## OBJECTIVES
A - In the extract, copy the text from "If it is desired" up to and including "Adjust as necessary.", substituting "complex root" for "complex square root" wherever it occurs.
B - Which dotted names (a name, a period, then another name) appear in the extract's code?
C - Can you summarize the extract in two sentences?

## EXTRACT
▬▬▬▬▬▬▬▬▬▬

Function cmath.sqrt() provides clean output:

# python code:
>>> import cmath
>>> cmath.sqrt (5.27 + 3.36*1j)
(2.4+0.7j)
>>> cmath.sqrt (-18j)
(3-3j)
>>>

If it is desired to calculate complex square root with precision greater than that available for python's floating point math, the following code using python's decimal module will do the job. The following code also shows how complex square root is calculated.

# python code:
import decimal

dD = decimal.Decimal
dgt = decimal.getcontext()
Precision = dgt.prec = 100   # Adjust as necessary.

def ComplexSquareRoot (v1, v2 = None) :
    '''
p,q = ComplexSquareRoot (a,b) or
p,q = ComplexSquareRoot ((a,b))
a,b are the real and imaginary parts of complex number W = (a+bi)

▬▬▬▬▬▬▬▬▬▬

## ENTRIES
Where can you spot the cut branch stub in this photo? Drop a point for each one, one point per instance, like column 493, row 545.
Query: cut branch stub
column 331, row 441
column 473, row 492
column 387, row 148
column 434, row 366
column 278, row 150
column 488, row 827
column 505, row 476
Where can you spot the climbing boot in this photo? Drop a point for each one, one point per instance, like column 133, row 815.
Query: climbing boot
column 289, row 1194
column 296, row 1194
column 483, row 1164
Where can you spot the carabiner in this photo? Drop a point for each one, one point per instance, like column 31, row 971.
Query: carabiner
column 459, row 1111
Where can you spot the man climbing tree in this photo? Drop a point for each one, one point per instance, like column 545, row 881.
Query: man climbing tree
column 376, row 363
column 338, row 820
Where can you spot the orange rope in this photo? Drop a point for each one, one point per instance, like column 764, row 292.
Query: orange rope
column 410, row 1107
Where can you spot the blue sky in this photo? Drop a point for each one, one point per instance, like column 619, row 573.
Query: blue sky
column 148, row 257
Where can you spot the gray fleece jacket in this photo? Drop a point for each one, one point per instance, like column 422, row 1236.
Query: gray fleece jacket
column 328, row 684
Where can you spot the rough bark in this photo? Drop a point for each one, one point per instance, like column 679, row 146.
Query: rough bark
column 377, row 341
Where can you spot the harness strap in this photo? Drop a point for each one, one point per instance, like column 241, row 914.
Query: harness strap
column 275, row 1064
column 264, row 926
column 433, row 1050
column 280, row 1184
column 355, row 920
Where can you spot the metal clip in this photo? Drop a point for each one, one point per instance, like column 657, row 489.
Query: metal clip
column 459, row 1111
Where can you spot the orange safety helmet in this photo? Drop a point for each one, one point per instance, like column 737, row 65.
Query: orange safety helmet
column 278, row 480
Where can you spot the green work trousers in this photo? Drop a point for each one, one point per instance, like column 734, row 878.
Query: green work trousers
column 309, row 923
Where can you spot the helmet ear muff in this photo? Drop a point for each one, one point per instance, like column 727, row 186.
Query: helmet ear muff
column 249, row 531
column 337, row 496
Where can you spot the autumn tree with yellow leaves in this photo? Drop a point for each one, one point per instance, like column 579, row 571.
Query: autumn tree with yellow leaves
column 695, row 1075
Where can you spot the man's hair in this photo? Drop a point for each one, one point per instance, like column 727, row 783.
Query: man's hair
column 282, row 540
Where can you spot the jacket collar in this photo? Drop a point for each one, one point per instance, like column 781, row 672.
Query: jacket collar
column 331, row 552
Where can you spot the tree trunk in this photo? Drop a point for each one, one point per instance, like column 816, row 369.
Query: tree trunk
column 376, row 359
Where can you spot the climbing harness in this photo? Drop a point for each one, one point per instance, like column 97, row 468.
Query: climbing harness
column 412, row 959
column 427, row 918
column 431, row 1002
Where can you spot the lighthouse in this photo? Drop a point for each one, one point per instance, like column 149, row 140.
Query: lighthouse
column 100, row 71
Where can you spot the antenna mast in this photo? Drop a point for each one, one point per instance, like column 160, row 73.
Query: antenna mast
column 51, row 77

▬▬▬▬▬▬▬▬▬▬

## ANSWERS TO EACH TASK
A -
If it is desired to calculate complex root with precision greater than that available for python's floating point math, the following code using python's decimal module will do the job. The following code also shows how complex root is calculated.

# python code:
import decimal

dD = decimal.Decimal
dgt = decimal.getcontext()
Precision = dgt.prec = 100   # Adjust as necessary.

B - cmath.sqrt, decimal.Decimal, decimal.getcontext, dgt.prec

C - Python's cmath.sqrt() function gives clean output for complex square roots, as the examples with 5.27 + 3.36*1j and -18j show. For more precision than Python's floating-point math allows, code using the decimal module will do the job and also shows how a complex square root is calculated.